## BEGIN Given information

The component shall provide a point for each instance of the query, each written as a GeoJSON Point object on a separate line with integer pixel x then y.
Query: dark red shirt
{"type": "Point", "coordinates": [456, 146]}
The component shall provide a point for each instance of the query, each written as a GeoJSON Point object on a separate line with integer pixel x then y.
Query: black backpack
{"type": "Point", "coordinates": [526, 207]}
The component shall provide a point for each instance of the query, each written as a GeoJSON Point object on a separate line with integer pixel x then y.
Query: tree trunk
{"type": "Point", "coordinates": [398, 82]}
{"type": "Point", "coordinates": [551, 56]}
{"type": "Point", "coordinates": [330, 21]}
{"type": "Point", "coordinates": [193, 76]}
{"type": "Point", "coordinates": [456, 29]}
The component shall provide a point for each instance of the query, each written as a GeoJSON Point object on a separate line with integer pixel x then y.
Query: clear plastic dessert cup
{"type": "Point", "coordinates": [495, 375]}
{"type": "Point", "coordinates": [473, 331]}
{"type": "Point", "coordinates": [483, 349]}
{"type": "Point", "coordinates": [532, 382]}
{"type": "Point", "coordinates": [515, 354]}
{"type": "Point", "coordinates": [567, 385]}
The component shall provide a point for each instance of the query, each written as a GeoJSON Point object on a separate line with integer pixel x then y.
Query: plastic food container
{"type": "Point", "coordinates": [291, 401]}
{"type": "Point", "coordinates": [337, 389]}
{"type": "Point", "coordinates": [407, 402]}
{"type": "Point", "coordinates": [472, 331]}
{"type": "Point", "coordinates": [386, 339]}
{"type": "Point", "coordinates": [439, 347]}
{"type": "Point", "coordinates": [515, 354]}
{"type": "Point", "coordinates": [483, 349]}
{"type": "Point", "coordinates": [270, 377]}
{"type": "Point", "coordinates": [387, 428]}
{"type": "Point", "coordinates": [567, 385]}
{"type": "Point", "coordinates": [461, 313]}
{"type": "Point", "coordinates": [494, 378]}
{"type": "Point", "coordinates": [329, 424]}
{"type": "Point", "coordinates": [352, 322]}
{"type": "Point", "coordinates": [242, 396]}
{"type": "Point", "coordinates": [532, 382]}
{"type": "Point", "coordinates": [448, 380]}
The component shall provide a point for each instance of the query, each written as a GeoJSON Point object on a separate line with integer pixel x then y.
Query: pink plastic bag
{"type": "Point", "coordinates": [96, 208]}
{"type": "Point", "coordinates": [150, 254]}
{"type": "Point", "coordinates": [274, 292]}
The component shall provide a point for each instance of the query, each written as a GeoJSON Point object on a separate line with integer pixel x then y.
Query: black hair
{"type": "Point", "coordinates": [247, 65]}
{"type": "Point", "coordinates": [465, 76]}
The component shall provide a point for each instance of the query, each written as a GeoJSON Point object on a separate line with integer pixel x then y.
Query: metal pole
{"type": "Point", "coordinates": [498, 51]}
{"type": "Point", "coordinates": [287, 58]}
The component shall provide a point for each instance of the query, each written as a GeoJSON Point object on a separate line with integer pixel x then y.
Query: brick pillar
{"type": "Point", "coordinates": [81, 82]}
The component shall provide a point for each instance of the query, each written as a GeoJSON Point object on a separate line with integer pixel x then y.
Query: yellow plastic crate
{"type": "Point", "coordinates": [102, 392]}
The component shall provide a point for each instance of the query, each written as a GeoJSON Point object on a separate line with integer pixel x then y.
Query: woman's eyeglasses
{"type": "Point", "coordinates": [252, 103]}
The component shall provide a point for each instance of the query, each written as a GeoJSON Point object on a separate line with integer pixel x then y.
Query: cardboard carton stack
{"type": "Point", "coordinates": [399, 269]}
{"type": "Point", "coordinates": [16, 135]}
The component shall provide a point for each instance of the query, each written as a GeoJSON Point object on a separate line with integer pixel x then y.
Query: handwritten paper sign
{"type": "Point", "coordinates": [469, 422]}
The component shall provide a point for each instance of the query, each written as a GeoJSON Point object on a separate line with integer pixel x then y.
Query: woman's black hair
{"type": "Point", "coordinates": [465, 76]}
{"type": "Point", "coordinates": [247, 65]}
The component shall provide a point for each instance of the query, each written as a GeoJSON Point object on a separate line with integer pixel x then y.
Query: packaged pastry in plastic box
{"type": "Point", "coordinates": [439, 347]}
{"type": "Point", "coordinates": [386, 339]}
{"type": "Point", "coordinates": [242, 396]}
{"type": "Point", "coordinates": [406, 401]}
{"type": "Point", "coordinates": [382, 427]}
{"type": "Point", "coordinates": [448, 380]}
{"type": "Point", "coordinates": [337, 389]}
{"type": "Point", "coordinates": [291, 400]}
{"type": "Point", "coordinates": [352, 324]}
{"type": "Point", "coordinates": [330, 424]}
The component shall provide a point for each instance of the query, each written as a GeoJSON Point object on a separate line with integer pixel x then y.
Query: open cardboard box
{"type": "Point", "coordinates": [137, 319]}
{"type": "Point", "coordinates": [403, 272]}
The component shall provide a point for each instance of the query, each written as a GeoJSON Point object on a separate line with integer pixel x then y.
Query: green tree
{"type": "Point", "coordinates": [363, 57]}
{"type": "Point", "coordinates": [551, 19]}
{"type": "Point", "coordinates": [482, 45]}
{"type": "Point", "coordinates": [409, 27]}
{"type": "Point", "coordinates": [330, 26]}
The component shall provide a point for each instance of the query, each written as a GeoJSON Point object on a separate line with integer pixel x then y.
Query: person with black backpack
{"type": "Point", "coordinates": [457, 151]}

## END Given information

Description of the task ::
Your task is to retype all of the records exactly.

Full solution ::
The component shall provide a point for each instance of the query, each written as a GeoJSON Point object on a separate line with integer pixel x then y.
Query: dark red shirt
{"type": "Point", "coordinates": [456, 146]}
The component shall provide a point for each instance of the query, each written as a GeoJSON Point object on a separate line with integer pixel x then y.
Query: black backpack
{"type": "Point", "coordinates": [526, 207]}
The component shall provide a point for each instance of the query, each written as a GeoJSON Point object on a separate line with integer pixel x then y.
Query: tree trunk
{"type": "Point", "coordinates": [398, 82]}
{"type": "Point", "coordinates": [551, 56]}
{"type": "Point", "coordinates": [330, 21]}
{"type": "Point", "coordinates": [193, 76]}
{"type": "Point", "coordinates": [456, 29]}
The component shall provide a point for each instance of the query, each written as a GeoJSON Point object on a separate line with integer pixel x then y.
Query: clear plastic dessert cup
{"type": "Point", "coordinates": [495, 375]}
{"type": "Point", "coordinates": [473, 331]}
{"type": "Point", "coordinates": [483, 349]}
{"type": "Point", "coordinates": [532, 382]}
{"type": "Point", "coordinates": [515, 354]}
{"type": "Point", "coordinates": [567, 385]}
The component shall provide a point for each instance of the query, each written as a GeoJSON Point object on a separate line with integer pixel x then y.
Query: plastic food container
{"type": "Point", "coordinates": [291, 401]}
{"type": "Point", "coordinates": [337, 389]}
{"type": "Point", "coordinates": [407, 402]}
{"type": "Point", "coordinates": [472, 331]}
{"type": "Point", "coordinates": [386, 339]}
{"type": "Point", "coordinates": [439, 347]}
{"type": "Point", "coordinates": [515, 354]}
{"type": "Point", "coordinates": [483, 349]}
{"type": "Point", "coordinates": [270, 377]}
{"type": "Point", "coordinates": [387, 428]}
{"type": "Point", "coordinates": [567, 385]}
{"type": "Point", "coordinates": [461, 313]}
{"type": "Point", "coordinates": [494, 378]}
{"type": "Point", "coordinates": [329, 424]}
{"type": "Point", "coordinates": [352, 322]}
{"type": "Point", "coordinates": [242, 396]}
{"type": "Point", "coordinates": [532, 382]}
{"type": "Point", "coordinates": [448, 380]}
The component shall provide a point for each instance of the query, each written as a GeoJSON Point object on a separate line with integer pixel x then y.
Query: pink plastic bag
{"type": "Point", "coordinates": [96, 208]}
{"type": "Point", "coordinates": [150, 254]}
{"type": "Point", "coordinates": [274, 292]}
The component shall provide a point for each instance of the query, each written as a GeoJSON Point object on a separate line with integer pixel x then y.
Query: black hair
{"type": "Point", "coordinates": [247, 65]}
{"type": "Point", "coordinates": [465, 76]}
The component shall provide a point for each instance of the query, each written as a GeoJSON Point object on a separate line with integer pixel x then y.
Query: metal pole
{"type": "Point", "coordinates": [498, 51]}
{"type": "Point", "coordinates": [287, 58]}
The component shall provide a point for each instance of the query, each written as a GeoJSON Point object on a separate line with integer pixel x then y.
Query: brick pillar
{"type": "Point", "coordinates": [81, 82]}
The component shall provide a point for each instance of the query, each written as a GeoJSON Point object on a separate line with integer pixel x then y.
Query: yellow plastic crate
{"type": "Point", "coordinates": [102, 392]}
The component shall provide a point for each instance of the query, each written as a GeoJSON Point object on a separate line with integer pixel x then y.
Query: woman's eyeglasses
{"type": "Point", "coordinates": [252, 103]}
The component shall provide a point for each instance of the query, each written as a GeoJSON Point object on a separate line with integer pixel x then y.
Query: cardboard carton stack
{"type": "Point", "coordinates": [399, 269]}
{"type": "Point", "coordinates": [16, 135]}
The component shall provide a point for each instance of the query, each written as a GeoJSON Point object on a separate line with integer pixel x then y.
Query: handwritten paper sign
{"type": "Point", "coordinates": [469, 422]}
The component shall provide a point for each instance of the query, each written as a GeoJSON Point object on a separate line with integer pixel x then y.
Query: woman's black hair
{"type": "Point", "coordinates": [465, 76]}
{"type": "Point", "coordinates": [247, 65]}
The component shall provide a point for each instance of the query, each written as a GeoJSON Point object on a separate line with integer pixel x then y.
Query: packaged pastry in plastic box
{"type": "Point", "coordinates": [439, 347]}
{"type": "Point", "coordinates": [386, 339]}
{"type": "Point", "coordinates": [242, 396]}
{"type": "Point", "coordinates": [406, 401]}
{"type": "Point", "coordinates": [382, 427]}
{"type": "Point", "coordinates": [448, 380]}
{"type": "Point", "coordinates": [337, 389]}
{"type": "Point", "coordinates": [291, 400]}
{"type": "Point", "coordinates": [352, 324]}
{"type": "Point", "coordinates": [330, 424]}
The component shall provide a point for each instance of the query, each written as a GeoJSON Point object on a separate line with integer pixel x then y.
Query: open cardboard box
{"type": "Point", "coordinates": [137, 319]}
{"type": "Point", "coordinates": [403, 272]}
The component shall provide a point for each instance of the query, each written as a GeoJSON Point object on a separate line with integer pixel x then y.
Query: green tree
{"type": "Point", "coordinates": [363, 57]}
{"type": "Point", "coordinates": [551, 19]}
{"type": "Point", "coordinates": [482, 45]}
{"type": "Point", "coordinates": [409, 27]}
{"type": "Point", "coordinates": [330, 26]}
The component shall provide a point for each instance of the query, each written as a GeoJSON Point object on a separate line with integer pixel x then y.
Query: person with black backpack
{"type": "Point", "coordinates": [457, 151]}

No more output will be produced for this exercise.